AIM: Copy word for word everything in the material below, from the line containing "Each instance of the black cap with" down to the line containing "167), (761, 135)]". Include both of those lines.
══ ROWS ══
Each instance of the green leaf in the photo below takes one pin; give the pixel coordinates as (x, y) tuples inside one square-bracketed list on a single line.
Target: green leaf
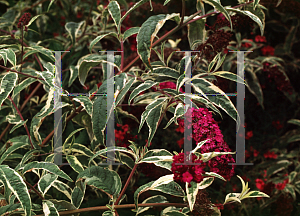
[(206, 182), (136, 5), (25, 83), (142, 87), (50, 167), (147, 33), (106, 180), (165, 72), (153, 117), (115, 12), (49, 209), (212, 174), (217, 4), (253, 16), (77, 197), (26, 157), (38, 49), (13, 148), (111, 149), (204, 87), (33, 19), (153, 199), (126, 88), (8, 54), (232, 197), (164, 184), (62, 187), (191, 193), (256, 2), (46, 182), (74, 29), (85, 102), (16, 184), (10, 208), (73, 74), (130, 32), (196, 33), (8, 83), (230, 76), (87, 62), (98, 38), (74, 163)]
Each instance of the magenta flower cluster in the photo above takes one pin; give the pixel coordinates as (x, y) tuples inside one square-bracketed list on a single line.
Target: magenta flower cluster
[(205, 127), (187, 173)]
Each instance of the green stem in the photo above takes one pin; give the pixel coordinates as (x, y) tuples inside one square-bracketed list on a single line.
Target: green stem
[(99, 208), (126, 184), (188, 21), (22, 120)]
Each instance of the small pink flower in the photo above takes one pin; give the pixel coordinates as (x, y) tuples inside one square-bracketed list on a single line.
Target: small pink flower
[(268, 50), (187, 177), (259, 38)]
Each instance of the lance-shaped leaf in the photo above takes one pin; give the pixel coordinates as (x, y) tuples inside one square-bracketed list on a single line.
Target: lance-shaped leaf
[(74, 29), (142, 87), (126, 88), (206, 182), (196, 32), (8, 54), (230, 76), (97, 39), (153, 117), (157, 103), (46, 182), (106, 180), (8, 83), (165, 72), (147, 33), (130, 32), (153, 199), (10, 208), (136, 5), (25, 83), (39, 49), (62, 187), (49, 209), (204, 87), (168, 187), (50, 167), (73, 74), (209, 155), (115, 12), (78, 195), (237, 197), (16, 184), (85, 102), (217, 5), (13, 148), (111, 149), (74, 163), (252, 16), (26, 157)]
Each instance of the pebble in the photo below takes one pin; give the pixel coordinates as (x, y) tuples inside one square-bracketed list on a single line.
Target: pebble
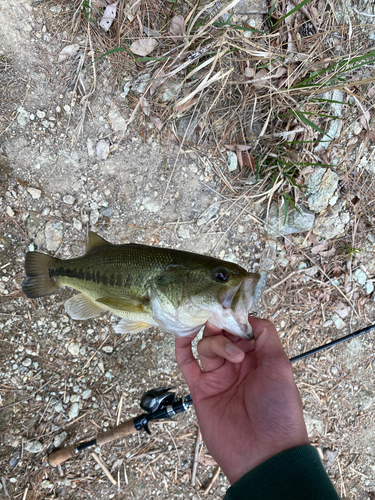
[(102, 149), (232, 161), (68, 199), (359, 276), (77, 224), (33, 446), (73, 348), (59, 439), (53, 233), (22, 117), (94, 216), (107, 348), (35, 193), (73, 412), (152, 206), (86, 394)]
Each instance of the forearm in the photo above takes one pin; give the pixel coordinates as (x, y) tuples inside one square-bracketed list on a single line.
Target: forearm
[(294, 474)]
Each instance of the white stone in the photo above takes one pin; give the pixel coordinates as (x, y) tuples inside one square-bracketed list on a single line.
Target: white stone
[(77, 224), (35, 193), (73, 348), (73, 412), (68, 199), (33, 446), (86, 394), (59, 439)]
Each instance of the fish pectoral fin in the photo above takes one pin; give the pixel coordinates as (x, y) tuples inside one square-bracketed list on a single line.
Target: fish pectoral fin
[(131, 326), (82, 307), (94, 240), (124, 303)]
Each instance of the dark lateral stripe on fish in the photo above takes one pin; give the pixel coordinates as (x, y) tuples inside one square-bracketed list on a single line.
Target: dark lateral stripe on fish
[(80, 274)]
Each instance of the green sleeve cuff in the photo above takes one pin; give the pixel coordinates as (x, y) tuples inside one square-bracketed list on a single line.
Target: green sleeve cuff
[(295, 474)]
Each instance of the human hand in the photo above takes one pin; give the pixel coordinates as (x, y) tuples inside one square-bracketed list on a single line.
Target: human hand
[(247, 403)]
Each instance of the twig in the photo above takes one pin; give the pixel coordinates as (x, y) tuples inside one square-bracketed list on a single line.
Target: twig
[(213, 479), (100, 462), (196, 454)]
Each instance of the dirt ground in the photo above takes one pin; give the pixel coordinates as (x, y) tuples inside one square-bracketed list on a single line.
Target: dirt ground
[(60, 376)]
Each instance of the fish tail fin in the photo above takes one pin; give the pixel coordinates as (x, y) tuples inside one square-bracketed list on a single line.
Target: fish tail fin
[(39, 279)]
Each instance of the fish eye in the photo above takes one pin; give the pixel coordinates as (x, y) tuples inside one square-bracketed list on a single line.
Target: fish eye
[(221, 275)]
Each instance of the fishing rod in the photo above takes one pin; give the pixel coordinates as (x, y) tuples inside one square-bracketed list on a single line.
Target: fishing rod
[(161, 403)]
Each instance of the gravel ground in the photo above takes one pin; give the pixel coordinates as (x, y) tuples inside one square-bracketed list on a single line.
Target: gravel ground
[(63, 381)]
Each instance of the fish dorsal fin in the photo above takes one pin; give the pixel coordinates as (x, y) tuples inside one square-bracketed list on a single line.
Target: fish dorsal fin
[(95, 240), (124, 303)]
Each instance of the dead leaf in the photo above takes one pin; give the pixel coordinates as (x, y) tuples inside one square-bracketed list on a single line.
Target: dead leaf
[(249, 73), (260, 77), (145, 105), (157, 122), (108, 16), (143, 46), (365, 119), (280, 72), (186, 105), (177, 28), (68, 51), (158, 75), (206, 460)]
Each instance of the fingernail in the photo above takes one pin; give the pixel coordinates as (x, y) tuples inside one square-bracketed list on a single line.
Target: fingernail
[(233, 350)]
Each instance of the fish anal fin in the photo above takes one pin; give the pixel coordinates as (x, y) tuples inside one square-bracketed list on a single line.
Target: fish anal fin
[(94, 240), (82, 307), (131, 326), (124, 303)]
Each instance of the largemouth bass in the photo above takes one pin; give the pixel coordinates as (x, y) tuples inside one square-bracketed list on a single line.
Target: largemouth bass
[(148, 286)]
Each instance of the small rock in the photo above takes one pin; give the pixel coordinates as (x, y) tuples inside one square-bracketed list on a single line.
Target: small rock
[(232, 161), (68, 51), (118, 122), (152, 206), (313, 425), (68, 199), (107, 211), (90, 147), (298, 219), (54, 234), (183, 232), (73, 348), (94, 216), (45, 484), (26, 362), (338, 322), (77, 224), (186, 127), (33, 446), (107, 348), (59, 439), (73, 412), (207, 215), (22, 117), (86, 394), (35, 193), (102, 149), (359, 276), (321, 186)]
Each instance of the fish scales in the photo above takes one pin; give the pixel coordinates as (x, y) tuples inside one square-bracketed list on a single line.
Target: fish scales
[(147, 286)]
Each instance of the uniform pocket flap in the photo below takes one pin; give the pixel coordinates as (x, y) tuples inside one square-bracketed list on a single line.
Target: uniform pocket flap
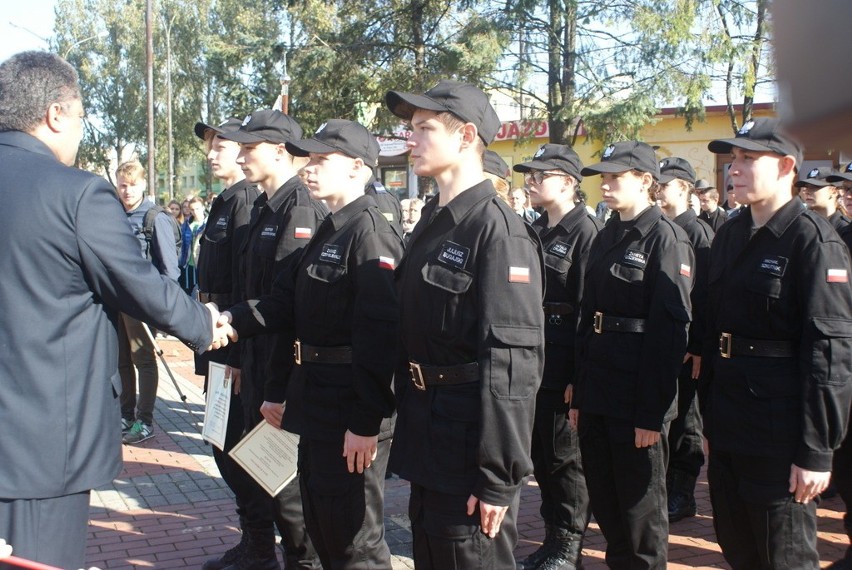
[(452, 280), (514, 335), (833, 327)]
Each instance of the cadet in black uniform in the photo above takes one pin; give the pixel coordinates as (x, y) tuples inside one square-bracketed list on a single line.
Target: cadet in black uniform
[(822, 196), (566, 231), (283, 220), (686, 440), (470, 292), (631, 343), (780, 327), (217, 270), (342, 302)]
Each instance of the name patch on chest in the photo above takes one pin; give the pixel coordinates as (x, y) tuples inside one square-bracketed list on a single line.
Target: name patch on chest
[(331, 253), (454, 255), (269, 232), (635, 258), (559, 249), (775, 265)]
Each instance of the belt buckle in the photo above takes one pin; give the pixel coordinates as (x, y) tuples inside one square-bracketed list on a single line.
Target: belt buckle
[(725, 345), (598, 323), (417, 376)]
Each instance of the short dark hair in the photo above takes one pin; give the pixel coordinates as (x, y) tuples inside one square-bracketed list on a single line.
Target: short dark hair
[(30, 82)]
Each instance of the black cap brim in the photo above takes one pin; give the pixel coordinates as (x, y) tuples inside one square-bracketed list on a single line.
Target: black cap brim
[(403, 105)]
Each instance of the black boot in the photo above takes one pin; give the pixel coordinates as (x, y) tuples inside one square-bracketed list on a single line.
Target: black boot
[(681, 501), (232, 555), (260, 552), (566, 553), (532, 561)]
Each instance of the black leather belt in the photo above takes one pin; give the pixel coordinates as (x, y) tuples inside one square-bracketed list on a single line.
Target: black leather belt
[(221, 299), (322, 354), (423, 376), (603, 323), (730, 345)]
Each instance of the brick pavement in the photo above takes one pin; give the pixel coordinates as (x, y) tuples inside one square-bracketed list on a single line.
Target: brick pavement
[(169, 508)]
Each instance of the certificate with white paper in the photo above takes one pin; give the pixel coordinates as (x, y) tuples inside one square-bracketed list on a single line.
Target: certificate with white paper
[(218, 405), (270, 455)]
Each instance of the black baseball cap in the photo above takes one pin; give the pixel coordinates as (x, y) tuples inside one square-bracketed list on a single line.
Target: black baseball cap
[(339, 135), (467, 102), (623, 156), (816, 177), (266, 125), (845, 174), (762, 135), (676, 167), (492, 163), (554, 157), (231, 124)]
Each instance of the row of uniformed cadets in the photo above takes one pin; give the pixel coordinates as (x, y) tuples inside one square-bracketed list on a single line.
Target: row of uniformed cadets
[(490, 364)]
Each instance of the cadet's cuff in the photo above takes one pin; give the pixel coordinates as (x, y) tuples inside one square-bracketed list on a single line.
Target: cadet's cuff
[(814, 460)]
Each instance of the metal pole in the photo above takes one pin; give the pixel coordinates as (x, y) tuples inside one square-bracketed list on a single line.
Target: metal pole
[(149, 80)]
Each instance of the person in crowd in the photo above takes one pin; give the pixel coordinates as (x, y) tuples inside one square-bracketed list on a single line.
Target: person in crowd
[(61, 294), (566, 231), (284, 219), (632, 338), (520, 199), (218, 267), (708, 198), (471, 349), (341, 302), (779, 315), (497, 171), (822, 196), (686, 441), (155, 230)]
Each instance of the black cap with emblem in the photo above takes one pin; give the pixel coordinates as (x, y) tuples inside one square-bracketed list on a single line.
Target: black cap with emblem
[(467, 102), (230, 125), (816, 177), (623, 156), (339, 135), (266, 125), (846, 175), (554, 157), (676, 167), (761, 135)]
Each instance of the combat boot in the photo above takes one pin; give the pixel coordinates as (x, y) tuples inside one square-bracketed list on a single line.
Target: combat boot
[(232, 555), (260, 551), (532, 561), (681, 501), (566, 553)]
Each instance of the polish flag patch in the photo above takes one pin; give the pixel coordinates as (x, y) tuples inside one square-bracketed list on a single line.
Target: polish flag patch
[(837, 276), (519, 274)]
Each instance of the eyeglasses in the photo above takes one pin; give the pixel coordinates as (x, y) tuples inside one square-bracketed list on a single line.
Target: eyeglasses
[(538, 176)]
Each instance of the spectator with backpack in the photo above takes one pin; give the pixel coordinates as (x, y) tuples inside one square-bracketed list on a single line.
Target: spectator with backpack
[(159, 240)]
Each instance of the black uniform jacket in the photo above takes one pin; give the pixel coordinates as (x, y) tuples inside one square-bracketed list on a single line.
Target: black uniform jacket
[(566, 254), (218, 261), (341, 294), (280, 227), (789, 282), (716, 219), (69, 263), (701, 237), (645, 273), (470, 291)]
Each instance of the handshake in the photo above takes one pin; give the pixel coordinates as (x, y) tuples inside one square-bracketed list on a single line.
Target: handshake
[(223, 332)]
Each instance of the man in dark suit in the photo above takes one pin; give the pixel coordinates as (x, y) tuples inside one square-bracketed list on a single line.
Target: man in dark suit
═══
SOLUTION:
Each instance of the black cap with emblem in the photo above takes one pin; give the pixel coordinates as (x, y) tuples inside one square-bracketed list on a single line.
Target: black cap with emblem
[(467, 102), (230, 125), (816, 177), (623, 156), (339, 135), (266, 125), (846, 175), (554, 157), (676, 167), (761, 135)]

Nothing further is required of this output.